Product DetailsWe have moved from the information age to the digital age. Shorter is better. And you want to talk short form? The first place I was published was in David Pogue’s anthology The World According to
Twitter. I believe the short story is making a comeback because. Compared to reading one-line news blurbs on the Huffpo or Drudge, Facebook posts, text messages and tweets, the short story is the new novel. The world can be, should be, held at bay for fifteen or twenty minutes to escape in fiction, to be swept away by a tight and complete story.

Product DetailsFor those that say they prefer a novel, I would like to suggest a new approach. Keep a collection of short stories on your nightstand. Read one story a night before bed, then flip off the light and mull the story over. Think of the symbolism and the themes. What the author was trying to stay? Does it resonate? Swish it around as if at a wine tasting. Smell the oak and the tannins? I think this analogy is very appropriate actually. Although I’m not a wine connoisseur, I can recall five or six wines that, for some reason, were perfect for my taste buds in that moment. A great short story also hits you in the moment. I first read Raymond Carver’s “A Small Good Thing,” while sitting in the back of a van with my brothers and sisters. Nearly thirty years later, I still vividly recall finishing the story, placing the book on my lap, and looking out the window. I didn’t want anyone catching me in tears after reading something so sad and beautiful.
Not many people forget reading Flannery O’Connor’s “Good Country People,” or the ending of James Joyce’s “The Dead.” In recent years, I felt my heart stop for a moment at the end of Donald Ray Pollock’s
“Real Life,” and I gasped at Boomer Pinche’s “Bethlehem is Full.” Reading the short story is like pursuing the perfect glass of wine. It can be enjoyed in one sitting, it doesn’t take hours, days or weeks to
get through, yet it resonates within you for a long time. And for this I am grateful.

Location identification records

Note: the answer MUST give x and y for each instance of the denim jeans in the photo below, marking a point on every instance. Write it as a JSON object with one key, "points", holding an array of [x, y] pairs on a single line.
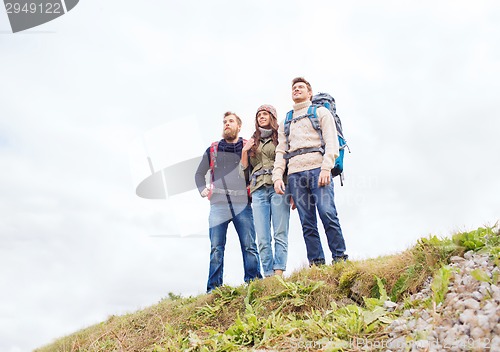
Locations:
{"points": [[308, 196], [220, 217], [270, 207]]}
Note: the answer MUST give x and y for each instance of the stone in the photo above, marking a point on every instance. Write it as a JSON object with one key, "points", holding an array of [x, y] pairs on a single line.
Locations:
{"points": [[471, 303]]}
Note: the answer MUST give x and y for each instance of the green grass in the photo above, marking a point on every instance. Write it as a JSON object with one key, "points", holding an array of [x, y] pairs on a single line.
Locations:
{"points": [[325, 307]]}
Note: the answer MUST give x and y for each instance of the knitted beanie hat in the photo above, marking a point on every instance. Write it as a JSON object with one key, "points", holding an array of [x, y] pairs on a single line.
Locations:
{"points": [[269, 108]]}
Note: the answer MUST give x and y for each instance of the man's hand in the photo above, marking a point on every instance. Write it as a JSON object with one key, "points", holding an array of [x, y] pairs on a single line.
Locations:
{"points": [[324, 178], [205, 192], [279, 187]]}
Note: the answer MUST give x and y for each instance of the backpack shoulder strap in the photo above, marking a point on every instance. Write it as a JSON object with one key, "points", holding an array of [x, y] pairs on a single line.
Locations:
{"points": [[313, 117], [213, 164], [286, 125], [213, 155]]}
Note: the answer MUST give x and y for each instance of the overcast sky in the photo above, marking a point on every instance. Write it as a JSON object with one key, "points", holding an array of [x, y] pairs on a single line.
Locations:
{"points": [[86, 98]]}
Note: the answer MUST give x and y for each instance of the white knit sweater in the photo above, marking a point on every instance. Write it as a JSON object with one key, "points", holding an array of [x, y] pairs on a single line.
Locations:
{"points": [[303, 135]]}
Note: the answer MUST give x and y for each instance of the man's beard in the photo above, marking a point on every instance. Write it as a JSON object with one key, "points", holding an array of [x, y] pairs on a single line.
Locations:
{"points": [[230, 134]]}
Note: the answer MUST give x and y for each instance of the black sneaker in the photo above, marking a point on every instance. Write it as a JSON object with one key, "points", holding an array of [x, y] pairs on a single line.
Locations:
{"points": [[342, 258]]}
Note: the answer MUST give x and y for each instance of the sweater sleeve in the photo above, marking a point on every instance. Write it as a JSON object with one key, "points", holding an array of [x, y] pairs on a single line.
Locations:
{"points": [[329, 131], [281, 148]]}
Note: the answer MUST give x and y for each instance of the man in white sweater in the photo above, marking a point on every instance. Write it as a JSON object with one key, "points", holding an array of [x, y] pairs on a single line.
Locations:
{"points": [[309, 164]]}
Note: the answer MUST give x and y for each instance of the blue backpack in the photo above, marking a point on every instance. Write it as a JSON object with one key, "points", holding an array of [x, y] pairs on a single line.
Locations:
{"points": [[327, 101]]}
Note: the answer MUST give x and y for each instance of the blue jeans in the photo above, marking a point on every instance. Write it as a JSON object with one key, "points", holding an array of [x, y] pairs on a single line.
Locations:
{"points": [[220, 217], [308, 196], [270, 207]]}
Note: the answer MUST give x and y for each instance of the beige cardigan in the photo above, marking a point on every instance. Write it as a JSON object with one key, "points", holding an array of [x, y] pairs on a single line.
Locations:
{"points": [[303, 135]]}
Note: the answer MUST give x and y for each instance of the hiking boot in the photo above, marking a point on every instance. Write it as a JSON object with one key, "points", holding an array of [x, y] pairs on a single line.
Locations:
{"points": [[340, 259], [316, 262]]}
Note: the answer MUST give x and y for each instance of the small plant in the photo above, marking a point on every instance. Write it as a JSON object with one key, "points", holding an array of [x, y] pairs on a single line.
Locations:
{"points": [[439, 285]]}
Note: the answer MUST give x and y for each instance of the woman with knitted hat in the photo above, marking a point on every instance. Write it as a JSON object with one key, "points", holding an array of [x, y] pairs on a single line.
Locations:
{"points": [[268, 206]]}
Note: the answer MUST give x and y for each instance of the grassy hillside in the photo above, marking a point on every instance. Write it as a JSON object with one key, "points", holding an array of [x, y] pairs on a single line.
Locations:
{"points": [[319, 308]]}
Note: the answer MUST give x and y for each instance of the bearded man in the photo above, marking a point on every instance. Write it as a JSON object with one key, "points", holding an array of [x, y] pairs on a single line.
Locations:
{"points": [[229, 202]]}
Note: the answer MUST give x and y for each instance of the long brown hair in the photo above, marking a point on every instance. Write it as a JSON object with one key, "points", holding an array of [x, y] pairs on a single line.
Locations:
{"points": [[256, 134]]}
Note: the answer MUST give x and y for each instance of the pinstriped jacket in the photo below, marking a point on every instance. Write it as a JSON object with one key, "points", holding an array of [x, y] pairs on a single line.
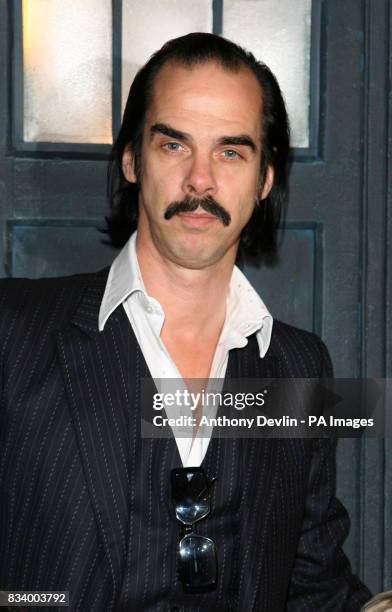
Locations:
{"points": [[77, 511]]}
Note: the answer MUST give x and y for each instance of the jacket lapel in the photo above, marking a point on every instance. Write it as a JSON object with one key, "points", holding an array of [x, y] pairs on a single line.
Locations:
{"points": [[261, 464], [93, 365]]}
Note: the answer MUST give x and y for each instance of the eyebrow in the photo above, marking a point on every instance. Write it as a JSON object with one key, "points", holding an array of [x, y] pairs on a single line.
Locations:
{"points": [[162, 128], [241, 139]]}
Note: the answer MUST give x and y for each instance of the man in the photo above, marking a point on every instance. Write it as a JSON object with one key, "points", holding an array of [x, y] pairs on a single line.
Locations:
{"points": [[87, 504]]}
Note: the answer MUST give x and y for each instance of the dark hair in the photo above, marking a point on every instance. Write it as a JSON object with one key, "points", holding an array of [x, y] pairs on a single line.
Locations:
{"points": [[259, 235]]}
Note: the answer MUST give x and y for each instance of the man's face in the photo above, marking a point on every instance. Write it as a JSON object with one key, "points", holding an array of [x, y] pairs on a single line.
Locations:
{"points": [[201, 143]]}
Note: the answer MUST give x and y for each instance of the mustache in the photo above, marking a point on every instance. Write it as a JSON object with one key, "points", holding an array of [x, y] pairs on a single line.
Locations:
{"points": [[191, 204]]}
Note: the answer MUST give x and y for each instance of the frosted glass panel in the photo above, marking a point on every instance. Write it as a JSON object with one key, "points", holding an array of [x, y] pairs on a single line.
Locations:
{"points": [[147, 24], [278, 33], [67, 62]]}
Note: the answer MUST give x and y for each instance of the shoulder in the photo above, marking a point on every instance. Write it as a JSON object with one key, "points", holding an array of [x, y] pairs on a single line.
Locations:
{"points": [[304, 353], [45, 301]]}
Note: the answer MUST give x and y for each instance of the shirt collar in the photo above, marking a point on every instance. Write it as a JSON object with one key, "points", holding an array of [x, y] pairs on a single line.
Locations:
{"points": [[246, 311]]}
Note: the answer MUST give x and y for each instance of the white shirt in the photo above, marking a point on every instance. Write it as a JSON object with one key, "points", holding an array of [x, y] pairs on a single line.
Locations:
{"points": [[246, 314]]}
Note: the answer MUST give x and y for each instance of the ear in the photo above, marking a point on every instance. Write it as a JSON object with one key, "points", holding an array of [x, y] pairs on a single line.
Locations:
{"points": [[128, 166], [268, 182]]}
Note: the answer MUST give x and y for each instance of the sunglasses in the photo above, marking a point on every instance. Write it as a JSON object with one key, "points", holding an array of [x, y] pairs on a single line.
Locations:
{"points": [[197, 565]]}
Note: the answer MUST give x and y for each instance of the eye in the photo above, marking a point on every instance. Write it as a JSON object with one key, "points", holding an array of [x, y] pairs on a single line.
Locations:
{"points": [[231, 154], [172, 146]]}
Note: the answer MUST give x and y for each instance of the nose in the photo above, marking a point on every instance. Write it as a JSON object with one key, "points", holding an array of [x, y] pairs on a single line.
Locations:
{"points": [[200, 179]]}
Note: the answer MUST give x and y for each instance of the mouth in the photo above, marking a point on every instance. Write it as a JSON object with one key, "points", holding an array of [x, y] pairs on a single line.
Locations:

__Exercise 1__.
Answer these questions about the essay on short stories:
(a) In what anthology was the writer first published?
(b) Which Raymond Carver story did the writer first read in the back of a van?
(c) Which story by Boomer Pinche made the writer gasp?
__Exercise 2__.
Write what follows in the essay on short stories, picking up after its final sentence.

__Right answer 1__.
(a) David Pogue's anthology The World According to Twitter
(b) "A Small Good Thing"
(c) "Bethlehem is Full"

__Right answer 2__.
 

7 comments:

Dan Holloway said...

I don't know why it is but there's still some kind of equation of length and worth - or even time and effort and worth. It goes back centuries, of course, to the lieder/opera distinction and beyond to elegy and epic. And it's still the same rubbish it was then.

Alain Gomez said...

I liked the point "how it hits you at the moment." That is very true once I thought about it. They have to hit just right too. There's no 300 extra pages to fall in an out of love.

Alan Ryker said...

Knockemstiff is a standout collection, for sure.

I've gotten back into reading novels, but I had the hardest time after years of basically only read short story collections. I was used to having my heart ripped out every 25 pages.

To experience this effect, I really recommend Dan Chaon's Among the Missing.

James Everington said...

Dan you're right, it's bollocks. Things need to be the *right* length, not a specific one.

William Deen said...

I'll be the selfish one with my comment. As well liked and enjoyable as I find many short stories, I wrote some of my own for personal reasons. My most recent, Specter of the Covington Fencibles is a biography of my great grandfather. It was a story I had to tell, regardless of whether someone wanted to read it or not.

I HAD TO WRITE IT! So I did.

I didn't sit down and say, "I'm going to write a 10 page story." Or, "I'm going to write a 3000 words story." I write until the story is told and I believe every writer should.

James Everington said...

I think your last sentence pretty much sums up how these things should be William...

Sibel Hodge said...

I love this: "For those that say they prefer a novel, I would like to suggest a new approach. Keep a collection of short stories on your nightstand. Read one story a night before bed, then flip off the light and mull the story over."

I've just taken the first leap from novels into short stories, releasing a short story collection. It was sooo much fun! :)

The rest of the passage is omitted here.